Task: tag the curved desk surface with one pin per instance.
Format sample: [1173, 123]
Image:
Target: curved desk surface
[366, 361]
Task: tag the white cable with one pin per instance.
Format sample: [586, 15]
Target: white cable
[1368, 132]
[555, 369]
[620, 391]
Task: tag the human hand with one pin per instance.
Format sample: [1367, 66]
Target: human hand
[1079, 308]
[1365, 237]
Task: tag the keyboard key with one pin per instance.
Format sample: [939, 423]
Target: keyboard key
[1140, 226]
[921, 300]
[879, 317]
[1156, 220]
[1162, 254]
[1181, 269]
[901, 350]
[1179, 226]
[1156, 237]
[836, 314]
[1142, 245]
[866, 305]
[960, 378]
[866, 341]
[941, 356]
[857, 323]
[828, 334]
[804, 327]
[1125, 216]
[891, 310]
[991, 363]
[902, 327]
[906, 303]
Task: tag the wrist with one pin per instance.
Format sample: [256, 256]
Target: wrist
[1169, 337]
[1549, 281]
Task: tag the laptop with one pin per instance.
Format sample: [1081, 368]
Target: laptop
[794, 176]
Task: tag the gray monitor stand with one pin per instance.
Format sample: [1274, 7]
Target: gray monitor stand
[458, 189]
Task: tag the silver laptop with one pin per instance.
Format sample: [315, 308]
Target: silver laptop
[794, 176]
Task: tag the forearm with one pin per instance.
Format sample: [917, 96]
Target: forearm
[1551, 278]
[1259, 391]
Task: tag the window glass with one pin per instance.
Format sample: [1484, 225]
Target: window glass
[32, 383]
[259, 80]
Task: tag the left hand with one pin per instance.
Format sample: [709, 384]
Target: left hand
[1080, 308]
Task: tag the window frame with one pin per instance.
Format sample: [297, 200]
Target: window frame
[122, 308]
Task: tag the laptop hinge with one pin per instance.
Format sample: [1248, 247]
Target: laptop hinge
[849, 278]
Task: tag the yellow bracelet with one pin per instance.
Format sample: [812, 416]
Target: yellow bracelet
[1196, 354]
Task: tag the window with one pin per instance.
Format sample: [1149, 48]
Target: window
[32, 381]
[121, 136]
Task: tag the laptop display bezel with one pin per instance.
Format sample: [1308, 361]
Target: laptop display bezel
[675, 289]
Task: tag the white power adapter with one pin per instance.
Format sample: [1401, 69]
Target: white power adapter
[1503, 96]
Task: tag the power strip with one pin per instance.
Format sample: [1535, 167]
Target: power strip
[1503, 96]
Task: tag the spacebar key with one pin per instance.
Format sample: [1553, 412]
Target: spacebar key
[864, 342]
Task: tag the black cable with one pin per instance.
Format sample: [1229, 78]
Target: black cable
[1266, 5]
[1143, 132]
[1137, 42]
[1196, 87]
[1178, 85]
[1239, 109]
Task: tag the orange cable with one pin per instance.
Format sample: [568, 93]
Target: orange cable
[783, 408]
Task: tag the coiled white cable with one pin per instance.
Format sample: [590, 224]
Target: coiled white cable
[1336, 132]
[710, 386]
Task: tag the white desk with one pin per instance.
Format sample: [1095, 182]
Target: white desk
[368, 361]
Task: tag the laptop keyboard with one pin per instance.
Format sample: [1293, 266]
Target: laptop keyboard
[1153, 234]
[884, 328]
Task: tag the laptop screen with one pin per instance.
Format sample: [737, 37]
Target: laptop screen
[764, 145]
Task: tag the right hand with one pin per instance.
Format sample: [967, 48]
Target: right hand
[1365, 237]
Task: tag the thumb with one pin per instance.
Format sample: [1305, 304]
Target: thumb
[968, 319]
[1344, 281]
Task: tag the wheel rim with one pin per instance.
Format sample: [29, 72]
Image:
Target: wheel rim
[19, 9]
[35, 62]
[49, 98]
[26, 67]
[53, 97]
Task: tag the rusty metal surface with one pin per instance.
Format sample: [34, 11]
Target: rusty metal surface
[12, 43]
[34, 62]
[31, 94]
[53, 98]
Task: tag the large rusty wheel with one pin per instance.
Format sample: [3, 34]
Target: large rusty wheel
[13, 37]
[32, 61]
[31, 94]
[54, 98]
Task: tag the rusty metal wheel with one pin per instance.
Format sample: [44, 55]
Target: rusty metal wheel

——————

# PROBLEM REQUIREMENTS:
Extract the data in full. Keep it word for word.

# EXERCISE ANSWER:
Task: tag the curved desk surface with one pin per instance.
Format sample: [1173, 123]
Image:
Target: curved desk surface
[366, 361]
Task: tag the white cable with one pin per instance.
Format sample: [586, 15]
Target: white cable
[1368, 132]
[555, 369]
[620, 391]
Task: tag the human hand with one pin per instance.
Format sample: [1367, 66]
Target: human hand
[1079, 308]
[1365, 237]
Task: tag the keyboard key with one pin per instance.
Format sample: [939, 423]
Target: keyboard key
[1140, 226]
[921, 300]
[879, 317]
[1156, 220]
[1162, 254]
[1181, 269]
[901, 350]
[1179, 226]
[1156, 237]
[836, 314]
[1142, 245]
[866, 305]
[960, 378]
[866, 341]
[941, 356]
[857, 323]
[828, 334]
[804, 327]
[1125, 216]
[891, 310]
[991, 363]
[902, 327]
[906, 303]
Task: tag the wrist with one pin per instance.
Format sample: [256, 256]
Target: wrist
[1169, 337]
[1549, 281]
Task: tag the laptop with one pin per instance.
Format sample: [1081, 368]
Target: laptop
[794, 176]
Task: tag the gray monitor stand with one pin per instance.
Format sample: [1274, 7]
Target: gray monitor stand
[458, 189]
Task: tag the silver laptop with one pin per instance.
Format sample: [315, 308]
Target: silver laptop
[794, 176]
Task: tag the forearm with one pin per instance.
Format sample: [917, 96]
Target: forearm
[1551, 278]
[1259, 391]
Task: tag the window glass with one pin per instance.
Format sample: [1484, 225]
Target: window glass
[32, 383]
[259, 80]
Task: tag the left hand with one pin per instance.
Format sample: [709, 384]
Target: left hand
[1080, 308]
Task: tag the window frame with one pin per instance.
Format sample: [297, 200]
Target: window frame
[122, 308]
Task: tag the laptop hinge with one pin per instance.
Format sample: [1248, 247]
Target: laptop hinge
[849, 278]
Task: tag the yellow bracelet with one pin per instance.
Format sample: [812, 416]
Target: yellow bracelet
[1196, 354]
Task: tag the window with one pin per instance.
Format sample: [1149, 48]
Target: window
[32, 381]
[121, 136]
Task: tag the laptop display bezel with one pin per instance.
Format sample: [1308, 361]
Target: laptop display bezel
[675, 289]
Task: tag the white power adapter with one pin per instance.
Format sample: [1401, 69]
Target: white power adapter
[1503, 96]
Task: tag the power strip with one pin per instance.
Format sample: [1535, 167]
Target: power strip
[1503, 96]
Task: tag the spacebar key with one pin per instance.
Format sample: [1553, 412]
Target: spacebar key
[864, 342]
Task: tag the black cable with one pin per instance.
Format sample: [1229, 78]
Target: black cable
[1266, 5]
[1143, 132]
[1137, 42]
[1196, 87]
[1178, 85]
[1239, 109]
Task: tag the orange cable with one pin per instance.
Format sample: [568, 93]
Target: orange cable
[783, 408]
Task: tag the coiled white cable with one pin per instance.
Format sample: [590, 224]
Target: coiled white cable
[1336, 132]
[710, 386]
Task: tag the white desk with one pin per instance.
Format sample: [1095, 182]
Target: white desk
[368, 361]
Task: tag the laptop keyboard with one pin per instance.
Format sample: [1293, 266]
Target: laptop keyboard
[1153, 234]
[884, 328]
Task: tag the laptop screen with one pin per instance.
Format sample: [737, 37]
Target: laptop screen
[764, 145]
Task: tag the right hand with one pin per instance.
Format sample: [967, 48]
Target: right hand
[1365, 237]
Task: tag the thumb with one pin per instance.
Format sample: [1305, 304]
Target: thumb
[968, 319]
[1344, 281]
Task: tag the wheel rim with one pin per instance.
Format sample: [29, 72]
Image:
Target: wheel rim
[19, 9]
[35, 62]
[49, 98]
[26, 67]
[53, 97]
Task: tag the rusty metal surface with one pin per instance.
Format sample: [34, 11]
Target: rusty metal surface
[12, 43]
[34, 62]
[31, 94]
[53, 98]
Task: tag the large rusty wheel with one pin per instance.
Format sample: [3, 34]
Target: large rusty wheel
[13, 37]
[32, 61]
[31, 94]
[54, 98]
Task: tag the rusty metal wheel with one pin per instance.
Format sample: [44, 55]
Target: rusty metal wheel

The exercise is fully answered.